>> Begin EXTRACTED MATERIAL
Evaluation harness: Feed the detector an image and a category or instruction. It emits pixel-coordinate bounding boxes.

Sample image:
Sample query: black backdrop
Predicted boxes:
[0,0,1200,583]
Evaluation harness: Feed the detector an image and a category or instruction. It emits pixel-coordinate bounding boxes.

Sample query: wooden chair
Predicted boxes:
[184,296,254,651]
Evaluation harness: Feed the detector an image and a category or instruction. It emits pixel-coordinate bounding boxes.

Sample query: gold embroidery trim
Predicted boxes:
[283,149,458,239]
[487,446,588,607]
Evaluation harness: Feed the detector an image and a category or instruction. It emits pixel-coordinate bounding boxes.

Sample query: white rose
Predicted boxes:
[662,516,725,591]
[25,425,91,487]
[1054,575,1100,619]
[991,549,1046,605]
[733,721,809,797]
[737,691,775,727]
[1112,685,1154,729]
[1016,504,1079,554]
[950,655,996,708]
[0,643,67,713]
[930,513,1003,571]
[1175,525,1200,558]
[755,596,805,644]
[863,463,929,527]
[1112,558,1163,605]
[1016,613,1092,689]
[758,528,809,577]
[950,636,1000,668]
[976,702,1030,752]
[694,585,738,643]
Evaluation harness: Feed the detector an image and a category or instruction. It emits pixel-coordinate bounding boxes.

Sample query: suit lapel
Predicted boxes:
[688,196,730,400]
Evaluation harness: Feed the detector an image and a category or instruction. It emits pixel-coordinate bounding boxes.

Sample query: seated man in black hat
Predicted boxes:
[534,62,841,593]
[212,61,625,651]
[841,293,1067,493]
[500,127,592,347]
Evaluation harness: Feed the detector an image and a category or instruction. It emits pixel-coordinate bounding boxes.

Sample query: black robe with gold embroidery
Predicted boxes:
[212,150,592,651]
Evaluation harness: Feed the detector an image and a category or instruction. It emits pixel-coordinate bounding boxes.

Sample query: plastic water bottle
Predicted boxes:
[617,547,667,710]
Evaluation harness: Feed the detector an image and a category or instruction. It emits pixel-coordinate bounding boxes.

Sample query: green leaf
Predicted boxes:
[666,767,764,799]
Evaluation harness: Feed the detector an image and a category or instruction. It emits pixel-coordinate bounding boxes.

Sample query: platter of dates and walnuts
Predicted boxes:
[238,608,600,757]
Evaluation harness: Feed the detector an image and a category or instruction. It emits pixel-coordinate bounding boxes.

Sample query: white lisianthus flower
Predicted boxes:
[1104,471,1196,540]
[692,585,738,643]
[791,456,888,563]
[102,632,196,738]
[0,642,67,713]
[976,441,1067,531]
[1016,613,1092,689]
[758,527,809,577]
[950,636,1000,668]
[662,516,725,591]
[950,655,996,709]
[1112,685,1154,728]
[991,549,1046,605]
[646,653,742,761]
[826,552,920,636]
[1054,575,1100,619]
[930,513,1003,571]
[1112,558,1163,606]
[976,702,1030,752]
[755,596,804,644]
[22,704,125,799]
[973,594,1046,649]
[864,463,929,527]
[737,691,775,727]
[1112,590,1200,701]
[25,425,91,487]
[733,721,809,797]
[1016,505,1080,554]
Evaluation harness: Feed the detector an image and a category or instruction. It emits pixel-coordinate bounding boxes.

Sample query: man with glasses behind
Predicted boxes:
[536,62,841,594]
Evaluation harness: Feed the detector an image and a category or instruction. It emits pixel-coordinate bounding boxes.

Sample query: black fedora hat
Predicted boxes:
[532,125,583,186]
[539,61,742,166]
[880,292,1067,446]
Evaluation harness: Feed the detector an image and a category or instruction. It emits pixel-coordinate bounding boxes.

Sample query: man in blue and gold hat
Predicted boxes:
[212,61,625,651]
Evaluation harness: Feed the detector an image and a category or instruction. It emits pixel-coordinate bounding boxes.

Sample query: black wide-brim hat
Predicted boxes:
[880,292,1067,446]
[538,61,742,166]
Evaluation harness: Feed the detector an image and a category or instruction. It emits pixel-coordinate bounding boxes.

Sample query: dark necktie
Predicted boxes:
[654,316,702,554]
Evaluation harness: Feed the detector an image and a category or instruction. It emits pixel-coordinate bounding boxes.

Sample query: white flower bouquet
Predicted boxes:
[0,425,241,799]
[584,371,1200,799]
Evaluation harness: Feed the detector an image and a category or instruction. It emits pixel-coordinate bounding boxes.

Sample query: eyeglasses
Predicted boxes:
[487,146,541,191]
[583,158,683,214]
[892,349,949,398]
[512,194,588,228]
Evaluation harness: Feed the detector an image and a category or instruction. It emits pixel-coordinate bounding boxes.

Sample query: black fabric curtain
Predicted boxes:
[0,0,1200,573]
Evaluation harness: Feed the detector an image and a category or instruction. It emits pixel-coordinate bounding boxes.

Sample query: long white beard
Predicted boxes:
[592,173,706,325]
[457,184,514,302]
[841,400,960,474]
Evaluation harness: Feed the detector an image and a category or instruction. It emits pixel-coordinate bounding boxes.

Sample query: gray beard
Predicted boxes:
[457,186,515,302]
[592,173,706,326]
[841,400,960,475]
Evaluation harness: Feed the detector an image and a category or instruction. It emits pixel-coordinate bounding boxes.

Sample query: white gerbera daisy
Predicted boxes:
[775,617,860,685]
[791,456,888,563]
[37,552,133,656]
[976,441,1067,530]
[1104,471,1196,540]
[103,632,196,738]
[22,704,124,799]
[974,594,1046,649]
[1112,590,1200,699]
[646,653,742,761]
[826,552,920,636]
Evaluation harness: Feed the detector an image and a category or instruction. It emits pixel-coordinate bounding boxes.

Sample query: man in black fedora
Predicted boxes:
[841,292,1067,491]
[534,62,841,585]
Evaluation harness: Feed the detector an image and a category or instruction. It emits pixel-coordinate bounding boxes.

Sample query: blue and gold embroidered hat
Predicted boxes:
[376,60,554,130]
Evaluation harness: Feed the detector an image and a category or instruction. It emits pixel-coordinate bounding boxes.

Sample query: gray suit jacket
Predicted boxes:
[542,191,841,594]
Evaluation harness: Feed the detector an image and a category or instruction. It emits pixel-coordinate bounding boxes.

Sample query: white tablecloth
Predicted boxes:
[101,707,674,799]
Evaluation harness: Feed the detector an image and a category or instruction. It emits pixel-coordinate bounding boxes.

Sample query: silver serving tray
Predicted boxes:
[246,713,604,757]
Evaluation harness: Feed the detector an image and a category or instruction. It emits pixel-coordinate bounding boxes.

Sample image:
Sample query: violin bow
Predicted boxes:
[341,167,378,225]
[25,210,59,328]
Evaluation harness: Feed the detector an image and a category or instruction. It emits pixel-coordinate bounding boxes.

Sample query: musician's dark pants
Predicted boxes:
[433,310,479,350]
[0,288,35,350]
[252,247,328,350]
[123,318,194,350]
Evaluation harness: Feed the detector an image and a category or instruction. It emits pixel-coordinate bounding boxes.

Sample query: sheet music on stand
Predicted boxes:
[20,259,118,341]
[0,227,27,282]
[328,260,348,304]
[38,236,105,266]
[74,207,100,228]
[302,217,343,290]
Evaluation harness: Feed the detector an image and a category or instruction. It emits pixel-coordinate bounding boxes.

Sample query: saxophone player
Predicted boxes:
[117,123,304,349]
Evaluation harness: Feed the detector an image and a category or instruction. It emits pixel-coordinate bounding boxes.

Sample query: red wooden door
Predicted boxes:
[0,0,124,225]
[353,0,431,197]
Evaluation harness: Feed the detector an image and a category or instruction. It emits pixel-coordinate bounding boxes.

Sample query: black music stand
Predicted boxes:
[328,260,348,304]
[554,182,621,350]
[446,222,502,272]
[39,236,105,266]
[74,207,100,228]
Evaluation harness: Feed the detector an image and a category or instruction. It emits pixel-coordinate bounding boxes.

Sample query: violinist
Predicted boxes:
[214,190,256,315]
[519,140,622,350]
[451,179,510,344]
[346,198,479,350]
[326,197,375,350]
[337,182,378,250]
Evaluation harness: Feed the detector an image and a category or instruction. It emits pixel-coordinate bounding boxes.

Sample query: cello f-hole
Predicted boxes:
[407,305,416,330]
>> End EXTRACTED MATERIAL
- [TASK STATEMENT]: Revise everything from the first line down to the line containing "[0,0,1200,583]", swapping "black backdrop" for "dark backdrop" and leaving the rest unchanged.

- [RESULT FOR THIS TASK]:
Evaluation harness: Feed the detector an image and a category or instruction. It emits pixel-coordinate bounding boxes.

Sample image:
Sample query: dark backdrop
Predicted boxes:
[0,0,1200,583]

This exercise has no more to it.